### Source text
★ ★ ★
Unlike Barbie, today's women are rejecting the high heel, writes Madonna King.

Unlike Barbie, today's women are rejecting the high heel, writes Madonna King.

RIP the high heel.

The court shoe. The three-inch velvet heel. The killer boot.

Gone. And replaced, it seems, with outrageously expensive flat shoes more suited to a game of tennis than a catwalk strut.

Does this perturb anyone else? Or is it just us 50-year-olds with a cupboard full of them, and a determination to own our place, who are bucking a trend that has now swept the world?

Our daughters will rue the day they said goodbye to an invention that has outlasted others for centuries and centuries.

Providing style and height in equal measure, the high heel became so ubiquitous that it is really difficult to even get a footing on when and where it first appeared.

Ancient Egyptian butlers? European courtiers in the 16th century? Or in Persia, 600 years earlier, when the upper class took a liking to a few inches extra in height.

Throughout the ages they’ve been worn by men too, perhaps most notably by King Louis XIV of France. All in the name of fashion.

And they heralded a more modern approach than the platform shoe they replaced – some of them were as high as 60 centimetres.

In modern times, the versatility of the high heel meant it could give us all a boost. To stand higher at a lectern. To fit with the lime-green dress that signalled you’d entered the room. To show off, at both business and pleasure.
★ ★ ★
### Exercise description
Retype the passage of the high heel column from "Gone. And replaced, it" up to and including "name of fashion.". The items that follow were taken from a separate source.
★ ★ ★
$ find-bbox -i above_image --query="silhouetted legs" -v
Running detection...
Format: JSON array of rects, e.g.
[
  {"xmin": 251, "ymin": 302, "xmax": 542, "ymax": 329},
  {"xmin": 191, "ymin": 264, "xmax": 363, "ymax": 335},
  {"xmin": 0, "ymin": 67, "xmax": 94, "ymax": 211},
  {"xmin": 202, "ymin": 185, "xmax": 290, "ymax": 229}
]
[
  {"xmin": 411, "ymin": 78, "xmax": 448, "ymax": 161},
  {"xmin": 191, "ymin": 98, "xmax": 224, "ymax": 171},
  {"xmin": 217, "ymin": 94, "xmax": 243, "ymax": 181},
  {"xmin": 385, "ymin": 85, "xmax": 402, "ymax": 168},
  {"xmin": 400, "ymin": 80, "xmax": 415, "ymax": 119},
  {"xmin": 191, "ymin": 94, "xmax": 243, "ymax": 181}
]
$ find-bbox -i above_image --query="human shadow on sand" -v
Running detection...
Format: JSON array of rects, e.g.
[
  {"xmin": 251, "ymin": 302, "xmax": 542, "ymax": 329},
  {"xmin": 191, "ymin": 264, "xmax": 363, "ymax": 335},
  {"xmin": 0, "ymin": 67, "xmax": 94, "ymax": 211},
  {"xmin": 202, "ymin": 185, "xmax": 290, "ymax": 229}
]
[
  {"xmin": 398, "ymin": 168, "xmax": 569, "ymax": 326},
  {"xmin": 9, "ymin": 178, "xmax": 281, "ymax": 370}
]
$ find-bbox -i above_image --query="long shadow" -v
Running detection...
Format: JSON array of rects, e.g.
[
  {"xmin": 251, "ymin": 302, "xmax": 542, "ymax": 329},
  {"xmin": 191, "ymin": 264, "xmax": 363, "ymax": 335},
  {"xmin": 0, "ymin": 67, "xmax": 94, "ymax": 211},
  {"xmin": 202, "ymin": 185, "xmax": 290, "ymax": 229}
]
★ ★ ★
### Solution for this task
Gone. And replaced, it seems, with outrageously expensive flat shoes more suited to a game of tennis than a catwalk strut.

Does this perturb anyone else? Or is it just us 50-year-olds with a cupboard full of them, and a determination to own our place, who are bucking a trend that has now swept the world?

Our daughters will rue the day they said goodbye to an invention that has outlasted others for centuries and centuries.

Providing style and height in equal measure, the high heel became so ubiquitous that it is really difficult to even get a footing on when and where it first appeared.

Ancient Egyptian butlers? European courtiers in the 16th century? Or in Persia, 600 years earlier, when the upper class took a liking to a few inches extra in height.

Throughout the ages they’ve been worn by men too, perhaps most notably by King Louis XIV of France. All in the name of fashion.